Nothing but the lines from the one with "pin: the purple petal" through the end of the listing below should appear in your reply, each copied exactly.

> [Records to use]:
★ ★ ★ ★ ★ ★ ★

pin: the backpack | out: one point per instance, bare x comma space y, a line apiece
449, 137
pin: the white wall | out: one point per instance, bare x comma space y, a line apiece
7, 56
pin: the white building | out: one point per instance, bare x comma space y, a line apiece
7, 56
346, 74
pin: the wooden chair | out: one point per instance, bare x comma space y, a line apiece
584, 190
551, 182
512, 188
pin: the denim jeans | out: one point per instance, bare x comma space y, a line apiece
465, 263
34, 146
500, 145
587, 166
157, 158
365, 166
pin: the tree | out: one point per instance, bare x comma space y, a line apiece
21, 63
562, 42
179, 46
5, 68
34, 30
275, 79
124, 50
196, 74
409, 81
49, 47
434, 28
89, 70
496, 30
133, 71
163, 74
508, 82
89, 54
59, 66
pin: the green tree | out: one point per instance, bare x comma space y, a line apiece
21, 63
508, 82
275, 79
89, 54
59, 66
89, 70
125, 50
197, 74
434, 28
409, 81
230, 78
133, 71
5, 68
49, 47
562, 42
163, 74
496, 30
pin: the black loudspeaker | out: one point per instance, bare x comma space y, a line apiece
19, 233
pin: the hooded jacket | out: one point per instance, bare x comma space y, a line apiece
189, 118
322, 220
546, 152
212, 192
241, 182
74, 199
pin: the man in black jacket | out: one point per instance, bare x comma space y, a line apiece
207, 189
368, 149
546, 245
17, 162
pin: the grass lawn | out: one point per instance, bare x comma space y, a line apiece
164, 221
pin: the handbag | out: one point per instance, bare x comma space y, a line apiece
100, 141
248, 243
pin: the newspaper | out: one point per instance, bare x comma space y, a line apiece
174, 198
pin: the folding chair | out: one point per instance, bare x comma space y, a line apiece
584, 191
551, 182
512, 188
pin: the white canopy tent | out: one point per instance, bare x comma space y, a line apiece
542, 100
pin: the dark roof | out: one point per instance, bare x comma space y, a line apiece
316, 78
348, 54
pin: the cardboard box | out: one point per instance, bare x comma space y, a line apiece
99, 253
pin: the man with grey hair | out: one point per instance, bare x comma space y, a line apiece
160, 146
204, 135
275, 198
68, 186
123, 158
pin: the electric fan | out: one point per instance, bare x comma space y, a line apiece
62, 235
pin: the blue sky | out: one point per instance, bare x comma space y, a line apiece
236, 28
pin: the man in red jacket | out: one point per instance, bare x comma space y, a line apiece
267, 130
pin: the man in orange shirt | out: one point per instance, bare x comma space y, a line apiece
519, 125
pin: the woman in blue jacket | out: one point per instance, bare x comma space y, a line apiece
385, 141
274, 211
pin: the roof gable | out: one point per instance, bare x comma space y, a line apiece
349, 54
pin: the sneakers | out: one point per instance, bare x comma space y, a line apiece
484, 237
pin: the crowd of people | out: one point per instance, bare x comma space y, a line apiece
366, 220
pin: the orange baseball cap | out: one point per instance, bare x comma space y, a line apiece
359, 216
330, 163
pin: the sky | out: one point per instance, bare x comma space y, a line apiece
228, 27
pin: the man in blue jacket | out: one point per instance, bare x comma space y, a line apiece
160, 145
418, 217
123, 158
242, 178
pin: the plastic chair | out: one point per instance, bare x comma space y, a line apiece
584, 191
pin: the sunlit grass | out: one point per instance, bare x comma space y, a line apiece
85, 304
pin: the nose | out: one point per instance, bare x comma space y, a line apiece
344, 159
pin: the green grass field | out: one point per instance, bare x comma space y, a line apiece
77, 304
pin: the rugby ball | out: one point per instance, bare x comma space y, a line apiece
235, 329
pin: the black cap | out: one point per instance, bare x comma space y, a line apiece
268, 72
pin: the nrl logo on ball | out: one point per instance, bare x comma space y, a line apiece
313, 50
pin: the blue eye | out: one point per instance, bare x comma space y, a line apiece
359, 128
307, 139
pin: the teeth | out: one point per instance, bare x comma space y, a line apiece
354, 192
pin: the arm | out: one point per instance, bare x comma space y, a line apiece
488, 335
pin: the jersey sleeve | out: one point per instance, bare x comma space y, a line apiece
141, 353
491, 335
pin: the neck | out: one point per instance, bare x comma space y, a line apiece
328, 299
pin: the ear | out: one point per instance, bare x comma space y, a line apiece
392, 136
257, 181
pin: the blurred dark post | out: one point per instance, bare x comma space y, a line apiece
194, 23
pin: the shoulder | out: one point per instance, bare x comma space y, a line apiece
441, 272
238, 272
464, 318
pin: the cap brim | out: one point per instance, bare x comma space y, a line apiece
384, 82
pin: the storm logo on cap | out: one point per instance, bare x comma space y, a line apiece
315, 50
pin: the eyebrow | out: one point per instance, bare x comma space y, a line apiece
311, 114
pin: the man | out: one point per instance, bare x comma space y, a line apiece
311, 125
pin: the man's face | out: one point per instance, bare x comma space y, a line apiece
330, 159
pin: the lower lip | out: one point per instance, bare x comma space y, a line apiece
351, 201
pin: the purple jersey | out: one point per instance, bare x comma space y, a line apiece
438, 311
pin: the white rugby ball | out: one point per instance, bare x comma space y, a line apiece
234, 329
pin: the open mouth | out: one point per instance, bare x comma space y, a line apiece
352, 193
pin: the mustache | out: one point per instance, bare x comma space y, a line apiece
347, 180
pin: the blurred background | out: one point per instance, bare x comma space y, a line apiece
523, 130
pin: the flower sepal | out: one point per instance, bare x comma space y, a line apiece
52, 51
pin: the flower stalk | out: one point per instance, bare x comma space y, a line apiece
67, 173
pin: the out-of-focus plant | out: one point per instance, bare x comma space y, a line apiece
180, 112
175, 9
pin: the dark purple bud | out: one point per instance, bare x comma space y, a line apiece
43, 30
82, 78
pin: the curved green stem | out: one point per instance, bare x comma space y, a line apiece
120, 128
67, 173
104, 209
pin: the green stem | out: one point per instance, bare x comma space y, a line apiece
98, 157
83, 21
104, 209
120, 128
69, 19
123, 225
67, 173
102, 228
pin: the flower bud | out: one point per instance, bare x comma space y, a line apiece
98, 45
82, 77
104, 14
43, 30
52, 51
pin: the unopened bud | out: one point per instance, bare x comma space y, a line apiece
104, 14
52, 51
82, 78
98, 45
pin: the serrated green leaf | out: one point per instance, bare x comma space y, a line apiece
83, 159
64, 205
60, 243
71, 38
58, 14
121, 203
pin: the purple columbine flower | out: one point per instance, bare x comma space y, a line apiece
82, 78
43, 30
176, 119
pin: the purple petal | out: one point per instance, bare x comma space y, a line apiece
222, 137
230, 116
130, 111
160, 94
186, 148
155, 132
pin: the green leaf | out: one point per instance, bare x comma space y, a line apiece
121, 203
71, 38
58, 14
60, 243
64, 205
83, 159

★ ★ ★ ★ ★ ★ ★

> [Written solution]:
pin: the purple petal | out: one point per instance, bare x comma space y, a line apiece
222, 137
230, 116
130, 111
160, 94
186, 148
155, 132
pin: the green leaf | out: one point per instance, bare x comma space y, a line apiece
121, 203
71, 38
58, 14
60, 243
64, 205
83, 159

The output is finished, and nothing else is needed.